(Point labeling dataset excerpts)

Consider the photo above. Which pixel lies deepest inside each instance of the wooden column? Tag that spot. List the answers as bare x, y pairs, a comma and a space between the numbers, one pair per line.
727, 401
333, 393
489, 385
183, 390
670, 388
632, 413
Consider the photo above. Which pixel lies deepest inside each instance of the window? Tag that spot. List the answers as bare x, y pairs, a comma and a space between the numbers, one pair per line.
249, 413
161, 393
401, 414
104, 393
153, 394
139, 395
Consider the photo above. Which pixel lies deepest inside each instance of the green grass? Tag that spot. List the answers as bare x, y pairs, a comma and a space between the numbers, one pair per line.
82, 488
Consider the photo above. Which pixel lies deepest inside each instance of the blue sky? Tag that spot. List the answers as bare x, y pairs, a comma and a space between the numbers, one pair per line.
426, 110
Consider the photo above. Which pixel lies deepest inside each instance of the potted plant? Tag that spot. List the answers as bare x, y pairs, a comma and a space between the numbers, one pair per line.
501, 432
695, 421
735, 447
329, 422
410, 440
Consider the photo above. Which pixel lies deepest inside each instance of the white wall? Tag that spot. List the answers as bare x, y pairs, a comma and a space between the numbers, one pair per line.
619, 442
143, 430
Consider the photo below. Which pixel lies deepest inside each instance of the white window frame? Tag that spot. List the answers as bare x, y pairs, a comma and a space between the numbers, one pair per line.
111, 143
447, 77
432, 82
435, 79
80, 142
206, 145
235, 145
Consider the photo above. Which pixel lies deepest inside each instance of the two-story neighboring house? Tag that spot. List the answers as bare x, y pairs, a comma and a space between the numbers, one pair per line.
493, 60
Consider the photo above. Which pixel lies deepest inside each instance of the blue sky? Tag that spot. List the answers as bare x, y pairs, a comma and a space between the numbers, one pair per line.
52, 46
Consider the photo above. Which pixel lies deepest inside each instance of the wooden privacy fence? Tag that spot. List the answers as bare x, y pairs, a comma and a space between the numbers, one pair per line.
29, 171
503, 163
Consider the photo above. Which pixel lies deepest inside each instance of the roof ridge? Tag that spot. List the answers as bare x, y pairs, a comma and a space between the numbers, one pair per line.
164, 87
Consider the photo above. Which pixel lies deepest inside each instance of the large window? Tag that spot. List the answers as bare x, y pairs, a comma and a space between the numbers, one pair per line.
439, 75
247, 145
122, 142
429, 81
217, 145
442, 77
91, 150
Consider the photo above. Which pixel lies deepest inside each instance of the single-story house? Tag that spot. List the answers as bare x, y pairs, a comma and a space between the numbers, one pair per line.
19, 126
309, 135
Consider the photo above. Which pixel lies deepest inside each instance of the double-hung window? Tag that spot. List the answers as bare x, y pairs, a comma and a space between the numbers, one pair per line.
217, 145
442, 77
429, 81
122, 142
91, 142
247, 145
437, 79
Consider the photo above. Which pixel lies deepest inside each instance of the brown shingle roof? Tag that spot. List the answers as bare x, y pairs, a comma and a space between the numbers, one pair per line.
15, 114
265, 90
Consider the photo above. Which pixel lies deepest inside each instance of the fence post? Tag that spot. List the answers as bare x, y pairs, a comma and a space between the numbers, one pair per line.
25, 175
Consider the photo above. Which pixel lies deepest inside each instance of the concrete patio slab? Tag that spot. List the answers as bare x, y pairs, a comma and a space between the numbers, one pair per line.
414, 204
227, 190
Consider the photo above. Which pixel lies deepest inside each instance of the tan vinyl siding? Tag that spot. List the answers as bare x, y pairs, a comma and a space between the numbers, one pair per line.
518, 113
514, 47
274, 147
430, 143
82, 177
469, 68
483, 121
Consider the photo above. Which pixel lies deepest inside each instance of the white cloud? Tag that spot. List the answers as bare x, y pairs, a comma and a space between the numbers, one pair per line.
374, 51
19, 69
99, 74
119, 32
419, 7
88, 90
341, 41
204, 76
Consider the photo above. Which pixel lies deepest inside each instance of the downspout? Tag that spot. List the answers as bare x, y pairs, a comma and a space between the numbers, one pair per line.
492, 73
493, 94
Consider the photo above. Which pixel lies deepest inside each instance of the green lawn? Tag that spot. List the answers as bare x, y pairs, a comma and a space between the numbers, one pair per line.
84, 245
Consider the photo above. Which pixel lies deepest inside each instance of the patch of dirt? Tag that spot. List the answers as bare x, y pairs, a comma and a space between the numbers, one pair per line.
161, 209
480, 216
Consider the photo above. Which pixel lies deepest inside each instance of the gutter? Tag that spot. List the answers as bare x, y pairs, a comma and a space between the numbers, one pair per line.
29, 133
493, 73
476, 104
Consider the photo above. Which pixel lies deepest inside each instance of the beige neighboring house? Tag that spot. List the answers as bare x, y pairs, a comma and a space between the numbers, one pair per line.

### EXERCISE TASK:
The line containing "of the concrete" marks the start; retype it and each line after it through the end of the records above, exactly.

### REPLY TO THE TASK:
Consider the photo above. Which pixel lies deepest inside each instance of the concrete patio slab? Tag that spot. List the answers as bare x, y pairs, a comma and a space between the numbers, one pair per line.
414, 204
227, 190
Consider the photo above. Which pixel lies deepest inside each instance of the tan vinyl siding? Tag that spot. List the answers as bare x, y pairs, a comma and a space between the numbers, one pair per line.
518, 113
514, 47
274, 147
430, 143
82, 177
469, 68
483, 121
Consider the photo above. Which pixel lies deepest inside each instance of the white cloud? Tag that spot. List the answers as bare x, y pairs, a comma and a space between the numbers, one pair per line.
374, 51
19, 69
99, 74
119, 32
419, 7
88, 90
341, 41
204, 76
Consider the photo above. Which pixel lies deepest inside each instance of the downspout? Tag that spot. List the answers as bare x, y pairs, a comma and a space between the numbers, one pair per line.
492, 73
493, 94
Consider the photo above. Which pixel lies deepest inside each instance of the green lawn? Tag that spot. List the answers as bare x, y pairs, a comma and a space between the numbers, one pair per line.
84, 245
Consider the photo above. Which pixel lies deepest inside each instance of the patch of dirt? Tag that spot. List the answers as bare x, y pairs, a comma and a space between the numbers, one pair per line.
161, 209
480, 216
Consider the photo above. Which pixel lies deepest inside each instance of the gutter? Tag that spot. List the answers as bare x, y pairs, a comma and a space between the numbers, one pair per line.
29, 133
493, 73
476, 104
Consider the photo above. Which pixel lies deepest inside each instance of the beige neighboring house? Tag that spot. List the answers as bare x, y pairs, a comma and a space between the numbers, one pair per line.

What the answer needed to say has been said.